TEXT SHOWN —
======

# Bite tippet for Snook



## Mike1974 (Feb 22, 2013)

A question for you Florida guys. What size bite tippet do y'all use when targeting snook? Fishing redfish I use 20# flourocarbon and that is plenty plenty. When using convention tackle on past trips to the Chokoloskee area we used 20# and 30# shock leaders tied to braid but I wasn't able to get the flyrod out due to the other guy on the boat was just not as into flyfishing. I am planning a trip soon and want to be prepared. Also planning on fishing South.Padre more this.summer when I finish my skiff.


----------



## gfish (Jan 14, 2009)

20# is usually enough.


----------



## Mike1974 (Feb 22, 2013)

Hmmm...  I was figuring more due to how rough those guy's mouth are.  But that is good.


----------



## FlyFisherK (Jan 27, 2012)

======

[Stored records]
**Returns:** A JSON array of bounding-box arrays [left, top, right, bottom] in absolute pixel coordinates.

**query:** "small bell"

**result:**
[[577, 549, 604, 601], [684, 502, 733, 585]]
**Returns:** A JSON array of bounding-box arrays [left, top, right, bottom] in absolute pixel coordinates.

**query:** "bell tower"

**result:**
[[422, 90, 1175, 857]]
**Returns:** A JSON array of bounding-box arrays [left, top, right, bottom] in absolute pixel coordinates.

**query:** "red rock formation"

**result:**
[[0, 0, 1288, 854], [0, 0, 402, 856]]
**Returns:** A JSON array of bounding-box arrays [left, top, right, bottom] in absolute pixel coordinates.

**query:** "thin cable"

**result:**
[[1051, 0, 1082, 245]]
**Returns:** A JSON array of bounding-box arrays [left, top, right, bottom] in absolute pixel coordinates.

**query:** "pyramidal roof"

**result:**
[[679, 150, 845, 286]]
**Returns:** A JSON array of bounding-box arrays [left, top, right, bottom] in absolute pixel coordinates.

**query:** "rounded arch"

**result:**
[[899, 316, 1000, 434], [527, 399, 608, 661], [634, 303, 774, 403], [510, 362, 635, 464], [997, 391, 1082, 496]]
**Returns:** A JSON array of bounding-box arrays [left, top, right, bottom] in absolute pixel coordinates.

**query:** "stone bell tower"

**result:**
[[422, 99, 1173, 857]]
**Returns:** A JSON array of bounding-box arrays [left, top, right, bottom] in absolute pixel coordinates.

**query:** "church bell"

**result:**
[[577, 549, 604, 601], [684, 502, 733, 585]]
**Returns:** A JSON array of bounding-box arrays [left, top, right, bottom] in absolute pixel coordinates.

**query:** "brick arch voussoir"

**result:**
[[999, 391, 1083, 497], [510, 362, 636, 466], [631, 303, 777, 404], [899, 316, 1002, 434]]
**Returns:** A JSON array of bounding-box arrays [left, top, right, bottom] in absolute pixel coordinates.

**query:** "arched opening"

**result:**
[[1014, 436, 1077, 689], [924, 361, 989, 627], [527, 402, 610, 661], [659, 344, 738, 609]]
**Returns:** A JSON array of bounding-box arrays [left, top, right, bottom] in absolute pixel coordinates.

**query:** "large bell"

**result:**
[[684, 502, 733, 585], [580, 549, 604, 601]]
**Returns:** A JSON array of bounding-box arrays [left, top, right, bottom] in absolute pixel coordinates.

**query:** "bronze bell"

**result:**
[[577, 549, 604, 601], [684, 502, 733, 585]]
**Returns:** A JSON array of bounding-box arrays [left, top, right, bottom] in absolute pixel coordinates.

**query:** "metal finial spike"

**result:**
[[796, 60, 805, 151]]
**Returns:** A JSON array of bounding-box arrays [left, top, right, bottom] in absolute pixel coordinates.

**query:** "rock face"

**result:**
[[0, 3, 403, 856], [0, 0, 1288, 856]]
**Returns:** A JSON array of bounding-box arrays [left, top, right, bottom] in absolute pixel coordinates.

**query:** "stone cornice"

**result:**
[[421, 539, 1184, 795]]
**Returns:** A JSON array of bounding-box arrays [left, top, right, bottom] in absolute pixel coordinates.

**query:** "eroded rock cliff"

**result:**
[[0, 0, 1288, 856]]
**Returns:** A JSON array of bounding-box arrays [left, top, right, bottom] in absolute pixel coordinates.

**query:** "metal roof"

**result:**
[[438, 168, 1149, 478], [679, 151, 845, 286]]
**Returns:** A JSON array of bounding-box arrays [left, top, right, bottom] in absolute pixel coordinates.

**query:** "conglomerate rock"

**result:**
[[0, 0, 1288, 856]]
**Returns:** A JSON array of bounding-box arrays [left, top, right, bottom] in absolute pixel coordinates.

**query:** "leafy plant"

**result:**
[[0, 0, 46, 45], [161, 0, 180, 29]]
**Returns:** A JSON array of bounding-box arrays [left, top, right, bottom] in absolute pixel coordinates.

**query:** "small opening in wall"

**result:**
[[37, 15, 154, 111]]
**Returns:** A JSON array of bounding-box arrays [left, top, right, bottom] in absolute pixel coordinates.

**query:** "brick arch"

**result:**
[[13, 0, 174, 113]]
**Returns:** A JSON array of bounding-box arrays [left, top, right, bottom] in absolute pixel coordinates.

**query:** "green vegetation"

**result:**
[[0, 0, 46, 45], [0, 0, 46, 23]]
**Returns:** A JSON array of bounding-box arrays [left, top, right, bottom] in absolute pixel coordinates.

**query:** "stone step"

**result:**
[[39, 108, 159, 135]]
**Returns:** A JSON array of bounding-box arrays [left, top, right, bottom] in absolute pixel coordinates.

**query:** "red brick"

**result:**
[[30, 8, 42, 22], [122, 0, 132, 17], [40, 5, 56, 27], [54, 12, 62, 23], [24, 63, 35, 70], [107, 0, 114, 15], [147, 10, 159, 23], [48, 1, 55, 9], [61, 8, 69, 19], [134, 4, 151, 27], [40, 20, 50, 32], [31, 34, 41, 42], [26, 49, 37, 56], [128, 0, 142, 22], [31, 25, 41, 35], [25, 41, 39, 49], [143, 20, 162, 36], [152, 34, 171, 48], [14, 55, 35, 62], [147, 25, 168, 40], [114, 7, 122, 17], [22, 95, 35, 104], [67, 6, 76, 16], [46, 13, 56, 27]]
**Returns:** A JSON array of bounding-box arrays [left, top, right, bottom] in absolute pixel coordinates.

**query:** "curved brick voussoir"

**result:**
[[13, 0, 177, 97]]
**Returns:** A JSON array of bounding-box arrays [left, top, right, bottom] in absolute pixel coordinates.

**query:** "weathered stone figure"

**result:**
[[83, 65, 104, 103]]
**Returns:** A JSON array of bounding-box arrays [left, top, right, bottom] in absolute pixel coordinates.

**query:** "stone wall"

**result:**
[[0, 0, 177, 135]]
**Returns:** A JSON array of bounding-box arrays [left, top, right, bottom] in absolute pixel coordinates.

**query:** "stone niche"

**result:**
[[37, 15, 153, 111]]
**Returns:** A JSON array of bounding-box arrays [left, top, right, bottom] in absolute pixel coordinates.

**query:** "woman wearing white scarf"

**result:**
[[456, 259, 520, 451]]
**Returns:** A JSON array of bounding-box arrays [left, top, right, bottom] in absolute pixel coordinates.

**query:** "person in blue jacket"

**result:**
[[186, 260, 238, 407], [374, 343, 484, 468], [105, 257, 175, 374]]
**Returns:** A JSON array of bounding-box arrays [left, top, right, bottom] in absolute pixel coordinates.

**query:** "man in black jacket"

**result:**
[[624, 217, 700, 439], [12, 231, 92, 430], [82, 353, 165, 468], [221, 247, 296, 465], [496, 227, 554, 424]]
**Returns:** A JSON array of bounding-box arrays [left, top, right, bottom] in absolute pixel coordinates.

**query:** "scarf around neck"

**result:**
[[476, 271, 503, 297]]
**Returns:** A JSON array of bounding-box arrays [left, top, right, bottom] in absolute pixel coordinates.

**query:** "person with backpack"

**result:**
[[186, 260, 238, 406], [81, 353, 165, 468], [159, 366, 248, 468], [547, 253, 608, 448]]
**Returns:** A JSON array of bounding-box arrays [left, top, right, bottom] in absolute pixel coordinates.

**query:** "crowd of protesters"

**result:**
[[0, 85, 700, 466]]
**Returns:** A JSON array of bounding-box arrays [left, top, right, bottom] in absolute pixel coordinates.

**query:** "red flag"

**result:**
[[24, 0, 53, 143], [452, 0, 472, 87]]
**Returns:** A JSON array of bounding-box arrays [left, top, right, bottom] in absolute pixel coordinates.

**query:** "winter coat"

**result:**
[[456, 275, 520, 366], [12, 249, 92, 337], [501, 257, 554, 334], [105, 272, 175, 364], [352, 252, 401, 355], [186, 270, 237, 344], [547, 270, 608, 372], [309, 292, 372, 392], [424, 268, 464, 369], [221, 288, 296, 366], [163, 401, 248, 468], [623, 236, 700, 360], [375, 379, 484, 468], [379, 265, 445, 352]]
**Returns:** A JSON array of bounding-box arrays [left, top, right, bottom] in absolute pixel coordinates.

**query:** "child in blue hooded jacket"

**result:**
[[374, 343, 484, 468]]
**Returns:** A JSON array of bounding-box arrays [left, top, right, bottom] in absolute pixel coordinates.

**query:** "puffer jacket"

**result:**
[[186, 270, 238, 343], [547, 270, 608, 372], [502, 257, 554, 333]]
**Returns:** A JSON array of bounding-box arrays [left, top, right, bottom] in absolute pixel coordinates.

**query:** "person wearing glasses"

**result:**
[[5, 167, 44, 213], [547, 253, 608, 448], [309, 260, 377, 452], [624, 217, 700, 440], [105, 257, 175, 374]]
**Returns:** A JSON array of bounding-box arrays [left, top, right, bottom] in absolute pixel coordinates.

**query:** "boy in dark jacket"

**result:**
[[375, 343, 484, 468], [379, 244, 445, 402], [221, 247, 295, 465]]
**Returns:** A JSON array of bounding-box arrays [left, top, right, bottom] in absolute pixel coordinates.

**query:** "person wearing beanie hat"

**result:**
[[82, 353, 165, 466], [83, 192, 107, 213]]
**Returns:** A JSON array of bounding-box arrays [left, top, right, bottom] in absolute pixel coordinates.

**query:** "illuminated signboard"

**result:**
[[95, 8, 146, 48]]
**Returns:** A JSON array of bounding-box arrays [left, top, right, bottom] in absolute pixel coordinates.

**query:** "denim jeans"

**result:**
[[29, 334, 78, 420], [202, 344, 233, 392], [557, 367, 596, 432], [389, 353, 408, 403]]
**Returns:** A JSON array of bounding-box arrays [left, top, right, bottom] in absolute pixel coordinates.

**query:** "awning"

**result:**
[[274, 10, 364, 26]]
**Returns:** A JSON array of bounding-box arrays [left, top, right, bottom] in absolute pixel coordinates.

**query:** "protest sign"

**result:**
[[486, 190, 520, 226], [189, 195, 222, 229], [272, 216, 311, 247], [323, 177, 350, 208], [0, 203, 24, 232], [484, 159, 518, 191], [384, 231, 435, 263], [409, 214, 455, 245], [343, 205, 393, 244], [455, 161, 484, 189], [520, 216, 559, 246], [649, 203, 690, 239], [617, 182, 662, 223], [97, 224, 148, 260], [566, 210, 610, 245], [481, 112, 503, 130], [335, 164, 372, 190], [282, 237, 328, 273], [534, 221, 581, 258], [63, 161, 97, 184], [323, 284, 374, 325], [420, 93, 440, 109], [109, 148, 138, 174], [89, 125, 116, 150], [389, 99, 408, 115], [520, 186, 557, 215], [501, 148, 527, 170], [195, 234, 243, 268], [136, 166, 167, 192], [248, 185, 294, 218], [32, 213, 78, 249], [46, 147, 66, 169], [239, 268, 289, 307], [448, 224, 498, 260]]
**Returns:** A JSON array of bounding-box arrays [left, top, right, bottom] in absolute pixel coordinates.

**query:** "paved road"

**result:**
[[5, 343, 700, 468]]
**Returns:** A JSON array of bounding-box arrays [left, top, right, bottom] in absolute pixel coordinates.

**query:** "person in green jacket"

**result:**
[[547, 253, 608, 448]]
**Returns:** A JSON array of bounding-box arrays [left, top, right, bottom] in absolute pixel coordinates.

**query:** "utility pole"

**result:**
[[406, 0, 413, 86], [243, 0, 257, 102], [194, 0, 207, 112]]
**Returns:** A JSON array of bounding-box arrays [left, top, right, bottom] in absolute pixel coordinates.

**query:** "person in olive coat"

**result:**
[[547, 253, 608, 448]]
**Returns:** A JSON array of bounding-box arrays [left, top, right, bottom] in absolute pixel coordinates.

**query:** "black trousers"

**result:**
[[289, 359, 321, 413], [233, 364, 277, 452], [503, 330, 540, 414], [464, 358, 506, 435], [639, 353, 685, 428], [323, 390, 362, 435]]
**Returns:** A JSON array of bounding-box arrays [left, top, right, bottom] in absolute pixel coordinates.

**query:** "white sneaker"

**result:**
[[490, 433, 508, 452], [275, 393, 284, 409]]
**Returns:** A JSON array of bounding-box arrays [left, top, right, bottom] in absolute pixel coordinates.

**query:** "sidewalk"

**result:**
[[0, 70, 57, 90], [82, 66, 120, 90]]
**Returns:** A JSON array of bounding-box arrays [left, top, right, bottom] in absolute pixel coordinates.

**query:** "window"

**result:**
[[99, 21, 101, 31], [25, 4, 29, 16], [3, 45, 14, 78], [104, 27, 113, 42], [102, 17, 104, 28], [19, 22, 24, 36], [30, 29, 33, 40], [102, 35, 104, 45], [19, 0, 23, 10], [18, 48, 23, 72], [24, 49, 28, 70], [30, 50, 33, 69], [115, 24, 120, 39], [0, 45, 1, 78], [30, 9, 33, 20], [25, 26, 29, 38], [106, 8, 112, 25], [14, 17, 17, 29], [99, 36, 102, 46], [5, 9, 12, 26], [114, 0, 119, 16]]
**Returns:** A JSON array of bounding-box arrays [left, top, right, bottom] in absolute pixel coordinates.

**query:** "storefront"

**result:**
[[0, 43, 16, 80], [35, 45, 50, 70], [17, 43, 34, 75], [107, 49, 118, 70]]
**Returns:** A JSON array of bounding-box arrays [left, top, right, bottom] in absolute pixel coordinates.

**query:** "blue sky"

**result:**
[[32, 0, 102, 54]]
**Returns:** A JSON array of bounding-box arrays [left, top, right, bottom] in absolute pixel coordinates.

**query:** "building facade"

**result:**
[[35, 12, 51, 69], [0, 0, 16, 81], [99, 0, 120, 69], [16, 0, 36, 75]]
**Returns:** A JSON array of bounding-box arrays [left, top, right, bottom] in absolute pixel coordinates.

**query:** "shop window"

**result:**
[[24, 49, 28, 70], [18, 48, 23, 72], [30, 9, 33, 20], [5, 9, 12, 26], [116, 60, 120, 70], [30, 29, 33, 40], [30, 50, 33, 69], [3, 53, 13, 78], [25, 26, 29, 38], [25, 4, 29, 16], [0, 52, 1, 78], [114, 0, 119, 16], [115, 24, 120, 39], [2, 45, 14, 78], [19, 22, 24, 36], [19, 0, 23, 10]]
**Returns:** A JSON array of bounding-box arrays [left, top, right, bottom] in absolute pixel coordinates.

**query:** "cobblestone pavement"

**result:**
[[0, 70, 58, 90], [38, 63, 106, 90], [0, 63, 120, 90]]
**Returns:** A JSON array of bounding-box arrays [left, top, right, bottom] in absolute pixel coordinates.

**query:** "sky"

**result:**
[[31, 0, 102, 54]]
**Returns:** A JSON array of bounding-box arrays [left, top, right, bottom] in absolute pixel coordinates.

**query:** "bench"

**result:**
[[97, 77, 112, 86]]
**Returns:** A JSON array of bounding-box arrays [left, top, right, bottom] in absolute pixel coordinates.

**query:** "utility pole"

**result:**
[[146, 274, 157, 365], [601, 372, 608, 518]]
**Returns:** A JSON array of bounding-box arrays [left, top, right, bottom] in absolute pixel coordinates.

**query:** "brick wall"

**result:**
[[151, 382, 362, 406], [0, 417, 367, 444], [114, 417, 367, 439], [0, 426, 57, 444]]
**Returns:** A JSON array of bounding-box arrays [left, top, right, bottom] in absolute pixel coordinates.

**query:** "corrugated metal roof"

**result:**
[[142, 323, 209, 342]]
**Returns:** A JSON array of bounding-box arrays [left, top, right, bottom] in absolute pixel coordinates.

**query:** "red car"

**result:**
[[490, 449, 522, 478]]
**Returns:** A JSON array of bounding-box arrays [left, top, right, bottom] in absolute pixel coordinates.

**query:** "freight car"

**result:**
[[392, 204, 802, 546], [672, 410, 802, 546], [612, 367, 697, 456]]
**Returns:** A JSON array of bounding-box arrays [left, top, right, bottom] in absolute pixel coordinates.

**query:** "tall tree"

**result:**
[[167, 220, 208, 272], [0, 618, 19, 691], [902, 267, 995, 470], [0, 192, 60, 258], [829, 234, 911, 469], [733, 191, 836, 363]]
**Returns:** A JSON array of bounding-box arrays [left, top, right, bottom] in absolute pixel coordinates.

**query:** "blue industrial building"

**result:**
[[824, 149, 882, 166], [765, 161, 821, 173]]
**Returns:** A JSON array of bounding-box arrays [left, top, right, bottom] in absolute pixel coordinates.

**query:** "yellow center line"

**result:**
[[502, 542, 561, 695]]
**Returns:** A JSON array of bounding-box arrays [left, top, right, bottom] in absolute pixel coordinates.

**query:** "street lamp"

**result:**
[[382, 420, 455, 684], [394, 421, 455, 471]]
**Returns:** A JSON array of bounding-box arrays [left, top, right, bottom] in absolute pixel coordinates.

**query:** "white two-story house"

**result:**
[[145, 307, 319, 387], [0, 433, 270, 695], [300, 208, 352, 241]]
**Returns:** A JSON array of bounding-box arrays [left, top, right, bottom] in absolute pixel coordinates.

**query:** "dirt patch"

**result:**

======

SHORT EXERCISE 1 — Rewrite the snook tippet thread starting at "# Bite tippet" and ending at "(Jan 14, 2009)", changing "braid" to "monofilament".
SHORT EXERCISE 2 — Write what comes next in the snook tippet thread, picking up after its last line.

FINAL RESULT 1 —
# Bite tippet for Snook



## Mike1974 (Feb 22, 2013)

A question for you Florida guys. What size bite tippet do y'all use when targeting snook? Fishing redfish I use 20# flourocarbon and that is plenty plenty. When using convention tackle on past trips to the Chokoloskee area we used 20# and 30# shock leaders tied to monofilament but I wasn't able to get the flyrod out due to the other guy on the boat was just not as into flyfishing. I am planning a trip soon and want to be prepared. Also planning on fishing South.Padre more this.summer when I finish my skiff.


----------



## gfish (Jan 14, 2009)

FINAL RESULT 2 —
I fish Chokoloskee a lot since I go to college in Fort Myers. I normally throw either 20 or 25 for a tippet. The water is really dirty so you can get away with a little bit heavier tippet. Good luck down in Choko!!


----------



## FredGrunwald (Sep 24, 2012)

I usually don't use anything less than 40# leader with snook but thats mainly cause I fish the docks


----------



## hostage1985 (Feb 27, 2011)

I've fished for them a lot. I use 25# and 30#: I start with about a 16" length and don't let it get less than 10'. It"s the shoulder and cheek scales that make the bite tippet necessary. If I'm concentrating around docks I will use 35.


----------



## Mike1974 (Feb 22, 2013)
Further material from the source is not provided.